AUFGABE A: Filtere aus den Datensätzen unten jede Zeile heraus, die das Wort "tree" enthält, und gib diese Zeilen wörtlich wieder.

AUSGEWÄHLTER TEXT:
**********

Mittelmaß reicht nicht – Strategie für einen starken Standort

In ihrer neuen Strategie für den Standort Österreich 2025+ bringt die Industrie praxisnah auf den Punkt, wie nach Corona Wachstumsbremsen gelockert und neue Schubkraft für Wohlstand und Arbeitsplätze entwickelt werden müssen.

EU-Wiederaufbauplan, Comeback-Plan der Bundesregierung, Standortstrategie der Bundesregierung, EU-Industriestrategie: An Vorhaben und Planungen für die Zeit nach Corona mangelt es derzeit nicht. Für die exponierten Sektoren der Volkswirtschaft – Produktion und damit verbundene Dienstleister – ist wichtig, dass bei allen industriepolitischen Maßnahmen Ambition und Konkretheit der Maßnahmen stimmen.

Mittelmaß und eine bloße Rückkehr auf das Vor-Krisen-Niveau werden nicht ausreichen, um Wohlstand und Lebensqualität in Österreich zu sichern und Arbeitsplätze wiederaufzubauen. Es geht darum, wie der Standort über sich hinauswachsen kann.

**********

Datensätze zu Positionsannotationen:

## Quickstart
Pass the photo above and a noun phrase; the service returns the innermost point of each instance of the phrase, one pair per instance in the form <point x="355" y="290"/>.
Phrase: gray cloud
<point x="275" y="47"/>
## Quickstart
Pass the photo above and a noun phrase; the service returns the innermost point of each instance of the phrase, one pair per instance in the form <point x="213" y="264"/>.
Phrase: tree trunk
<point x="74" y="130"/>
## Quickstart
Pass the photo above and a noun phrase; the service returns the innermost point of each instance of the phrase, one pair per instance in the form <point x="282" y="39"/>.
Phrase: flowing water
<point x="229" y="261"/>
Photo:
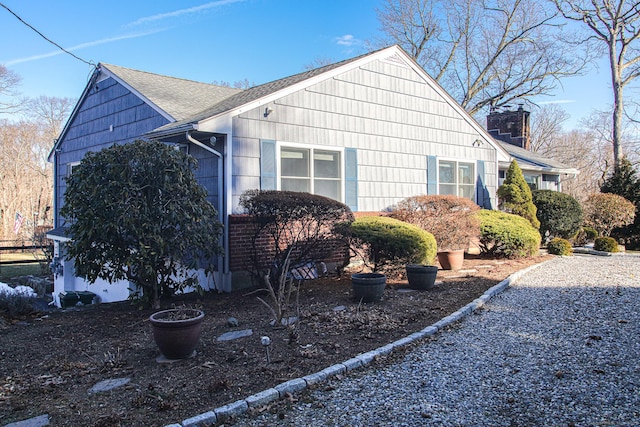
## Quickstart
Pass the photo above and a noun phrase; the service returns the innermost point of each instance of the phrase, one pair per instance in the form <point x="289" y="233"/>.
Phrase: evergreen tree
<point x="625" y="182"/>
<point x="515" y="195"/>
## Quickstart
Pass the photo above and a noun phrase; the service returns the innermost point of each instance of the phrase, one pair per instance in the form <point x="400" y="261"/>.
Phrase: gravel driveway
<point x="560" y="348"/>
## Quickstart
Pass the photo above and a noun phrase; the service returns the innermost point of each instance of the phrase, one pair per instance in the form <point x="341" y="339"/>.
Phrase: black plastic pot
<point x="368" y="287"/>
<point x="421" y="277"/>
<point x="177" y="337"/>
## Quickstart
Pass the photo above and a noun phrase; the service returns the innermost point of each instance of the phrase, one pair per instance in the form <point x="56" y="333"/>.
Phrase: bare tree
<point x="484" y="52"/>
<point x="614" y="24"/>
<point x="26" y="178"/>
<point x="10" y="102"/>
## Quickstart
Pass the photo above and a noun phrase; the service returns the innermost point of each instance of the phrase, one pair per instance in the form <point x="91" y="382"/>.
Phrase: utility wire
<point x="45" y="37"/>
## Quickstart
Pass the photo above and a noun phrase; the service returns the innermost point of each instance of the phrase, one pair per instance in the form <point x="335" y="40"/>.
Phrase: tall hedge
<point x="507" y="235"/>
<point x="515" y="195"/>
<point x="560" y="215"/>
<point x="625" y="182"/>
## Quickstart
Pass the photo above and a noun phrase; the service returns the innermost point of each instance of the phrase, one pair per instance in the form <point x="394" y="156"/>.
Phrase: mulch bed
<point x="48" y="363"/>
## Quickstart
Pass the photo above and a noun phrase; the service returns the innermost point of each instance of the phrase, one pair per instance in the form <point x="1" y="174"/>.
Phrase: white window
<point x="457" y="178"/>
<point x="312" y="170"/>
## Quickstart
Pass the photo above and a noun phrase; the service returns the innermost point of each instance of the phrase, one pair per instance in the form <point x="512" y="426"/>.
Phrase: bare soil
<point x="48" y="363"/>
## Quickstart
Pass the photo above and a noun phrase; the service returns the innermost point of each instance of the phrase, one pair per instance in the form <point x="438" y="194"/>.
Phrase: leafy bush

**********

AUFGABE B: Extrahiere den vollständigen Text oben über die Standortstrategie der Industrie und gib ihn Wort für Wort wieder.

VOLLSTÄNDIGE LÖSUNG A:
Phrase: tree trunk
Phrase: evergreen tree
Phrase: bare tree

VOLLSTÄNDIGE LÖSUNG B:
Mittelmaß reicht nicht – Strategie für einen starken Standort

In ihrer neuen Strategie für den Standort Österreich 2025+ bringt die Industrie praxisnah auf den Punkt, wie nach Corona Wachstumsbremsen gelockert und neue Schubkraft für Wohlstand und Arbeitsplätze entwickelt werden müssen.

EU-Wiederaufbauplan, Comeback-Plan der Bundesregierung, Standortstrategie der Bundesregierung, EU-Industriestrategie: An Vorhaben und Planungen für die Zeit nach Corona mangelt es derzeit nicht. Für die exponierten Sektoren der Volkswirtschaft – Produktion und damit verbundene Dienstleister – ist wichtig, dass bei allen industriepolitischen Maßnahmen Ambition und Konkretheit der Maßnahmen stimmen.

Mittelmaß und eine bloße Rückkehr auf das Vor-Krisen-Niveau werden nicht ausreichen, um Wohlstand und Lebensqualität in Österreich zu sichern und Arbeitsplätze wiederaufzubauen. Es geht darum, wie der Standort über sich hinauswachsen kann.